** Instruction 1 **
From the Python tutorial summary, quote the stretch from "A summary of" through "Liao’s python tutorial.".
** Instruction 2 **
Write what comes next in the Python tutorial summary, picking up right after its final line.

** Passage **
>>>>

A summary of python tutorial (P3)

10 minute read

Learning a programming language needs continuous practice and also, frequent review. To make it convenient to look back and check the basics, I write this summary based on Xuefeng Liao’s python tutorial.

note: Some parts may be too brief to understand without previous knowledge, please see full tutorial for an addition.

note: This part is mostly about web developping modules because of the original author’s work field. I’ve forgot already most of the modules here so far, which is normal. If you feel stuck here, that’s normal too. Please look into details of specific modules when needed.

Part 3: Python Modules

12: common built-in modules

  1. datetime
    from datetime import datetime, timedelta, timezone
    now = datetime.now(): current time
    dt = datetime(2020, 7, 27, 11, 20): 2020-07-27 11:20:00
    ts = dt.timestamp(): start: 1970-1-1 00:00:00 UTC+0:00
    datetime.fromtimestamp(ts): back to datetime
    datetime.utcfromtimestamp(ts): to utc time
    cday = datetime.strptime('2015-6-1 18:19:59', '%Y-%m-%d %H:%M:%S'): str to datetime
    tstr = cday.strftime('%a, %b %d %H:%M'): datetime to str
    dt + timedelta(hours=10): plus 10 hours
    timezone tranformation:
     utc_dt = datetime.utcnow().replace(tzinfo=timezone.utc) # utc0:00
     bj_dt = utc_dt.astimezone(timezone(timedelta(hours=8))) # transfer to Beijing time utc+8:00
     tokyo_dt2 = bj_dt.astimezone(timezone(timedelta(hours=9))) # BJ to Tokyo time  
    
  2. collections (a set of useful modules)

<<<<

** Rows from a pointing dataset **
>>>>

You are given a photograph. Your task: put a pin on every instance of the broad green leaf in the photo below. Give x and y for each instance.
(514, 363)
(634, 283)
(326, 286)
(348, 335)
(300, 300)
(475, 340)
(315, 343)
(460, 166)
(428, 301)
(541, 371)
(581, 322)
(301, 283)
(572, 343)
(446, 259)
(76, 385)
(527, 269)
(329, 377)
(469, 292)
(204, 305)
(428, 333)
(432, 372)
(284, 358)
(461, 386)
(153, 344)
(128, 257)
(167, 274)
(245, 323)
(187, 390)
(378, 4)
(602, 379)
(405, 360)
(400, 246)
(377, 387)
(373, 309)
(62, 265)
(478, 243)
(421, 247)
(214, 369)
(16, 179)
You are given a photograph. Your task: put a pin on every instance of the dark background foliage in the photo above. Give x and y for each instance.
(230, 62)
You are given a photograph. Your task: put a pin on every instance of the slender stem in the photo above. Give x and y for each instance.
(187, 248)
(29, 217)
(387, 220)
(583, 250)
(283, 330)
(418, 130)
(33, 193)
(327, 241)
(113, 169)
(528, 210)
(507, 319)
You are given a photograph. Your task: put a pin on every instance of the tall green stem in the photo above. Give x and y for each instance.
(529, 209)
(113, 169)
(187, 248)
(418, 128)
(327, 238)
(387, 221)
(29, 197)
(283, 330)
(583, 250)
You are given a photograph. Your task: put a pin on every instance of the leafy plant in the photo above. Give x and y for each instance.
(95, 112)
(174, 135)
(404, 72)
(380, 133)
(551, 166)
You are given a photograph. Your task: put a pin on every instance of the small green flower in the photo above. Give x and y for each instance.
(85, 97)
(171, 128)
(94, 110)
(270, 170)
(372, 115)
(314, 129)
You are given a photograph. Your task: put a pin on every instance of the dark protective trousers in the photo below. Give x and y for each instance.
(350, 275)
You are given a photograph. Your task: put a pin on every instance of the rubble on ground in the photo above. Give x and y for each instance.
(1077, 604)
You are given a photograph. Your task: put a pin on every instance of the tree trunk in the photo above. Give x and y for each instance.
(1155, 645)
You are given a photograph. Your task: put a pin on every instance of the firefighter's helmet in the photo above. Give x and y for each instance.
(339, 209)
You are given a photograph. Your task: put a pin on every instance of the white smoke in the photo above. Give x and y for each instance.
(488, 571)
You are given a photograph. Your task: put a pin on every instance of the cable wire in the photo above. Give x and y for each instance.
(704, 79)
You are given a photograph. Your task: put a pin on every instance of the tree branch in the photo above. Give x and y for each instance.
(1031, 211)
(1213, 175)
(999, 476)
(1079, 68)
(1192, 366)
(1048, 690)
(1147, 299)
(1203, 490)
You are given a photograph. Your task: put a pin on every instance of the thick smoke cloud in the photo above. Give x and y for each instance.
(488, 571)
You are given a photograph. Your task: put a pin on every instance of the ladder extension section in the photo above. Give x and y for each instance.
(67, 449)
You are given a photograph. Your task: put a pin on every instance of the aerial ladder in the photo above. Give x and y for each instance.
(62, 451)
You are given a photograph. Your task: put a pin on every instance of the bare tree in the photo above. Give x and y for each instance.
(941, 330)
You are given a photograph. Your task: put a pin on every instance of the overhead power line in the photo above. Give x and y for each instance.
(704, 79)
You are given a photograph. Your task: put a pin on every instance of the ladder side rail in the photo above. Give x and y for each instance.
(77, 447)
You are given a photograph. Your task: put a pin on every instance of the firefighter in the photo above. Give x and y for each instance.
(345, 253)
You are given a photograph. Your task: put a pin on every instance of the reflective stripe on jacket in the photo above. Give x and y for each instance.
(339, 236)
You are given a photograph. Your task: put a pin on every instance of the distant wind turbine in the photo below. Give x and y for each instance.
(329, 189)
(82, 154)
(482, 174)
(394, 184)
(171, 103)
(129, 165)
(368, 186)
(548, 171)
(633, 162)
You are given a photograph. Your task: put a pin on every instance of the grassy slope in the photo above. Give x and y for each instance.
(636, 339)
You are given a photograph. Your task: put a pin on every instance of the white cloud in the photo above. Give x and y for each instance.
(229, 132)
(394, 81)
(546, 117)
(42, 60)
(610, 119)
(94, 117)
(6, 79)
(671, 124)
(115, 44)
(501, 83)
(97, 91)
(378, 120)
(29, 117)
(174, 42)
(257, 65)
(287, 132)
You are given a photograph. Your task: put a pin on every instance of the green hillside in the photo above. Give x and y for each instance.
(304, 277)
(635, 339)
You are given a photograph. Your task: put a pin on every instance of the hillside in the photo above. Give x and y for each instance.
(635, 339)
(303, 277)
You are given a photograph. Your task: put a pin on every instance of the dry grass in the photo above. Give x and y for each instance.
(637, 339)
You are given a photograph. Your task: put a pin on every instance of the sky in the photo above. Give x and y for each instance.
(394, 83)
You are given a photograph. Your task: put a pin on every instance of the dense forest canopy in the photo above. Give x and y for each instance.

<<<<

** Exercise result 1 **
A summary of python tutorial (P3)

10 minute read

Learning a programming language needs continuous practice and also, frequent review. To make it convenient to look back and check the basics, I write this summary based on Xuefeng Liao’s python tutorial.

** Exercise result 2 **
    (1) namedtuple
    Point = collections.namedtuple('Point',['x','y']) # p = Point(1,2) p.x==1 p.y==2
    (2) deque
    q = collections.deque(['a','b','c']) # q.appendleft(‘z’) q.popleft() more efficient
    (3) defaultdict
    dd = defaultdict(lambda: 'N/A') # dd[‘key’] == N/A
    (4) OrderedDict
    od = OrderedDict([('a', 1), ('b', 2), ('c', 3)]) # ordered
    (5) ChainMap
     # example: 参数的优先级查找
     from collections import ChainMap
     import os, argparse
    
     # 构造缺省参数:
     defaults = {
         'color': 'red',
         'user': 'guest'
     }
    
     # 构造命令行参数:
     parser = argparse.ArgumentParser()
     parser.add_argument('-u', '--user')
     parser.add_argument('-c', '--color')
     namespace = parser.parse_args()
     command_line_args = { k: v for k, v in vars(namespace).items() if v }
    
     # 组合成ChainMap:
     combined = ChainMap(command_line_args, os.environ, defaults)
    
     # 打印参数:
     print('color=%s' % combined['color'])
     print('user=%s' % combined['user'])
    

    (6) Counter

     c = Counter()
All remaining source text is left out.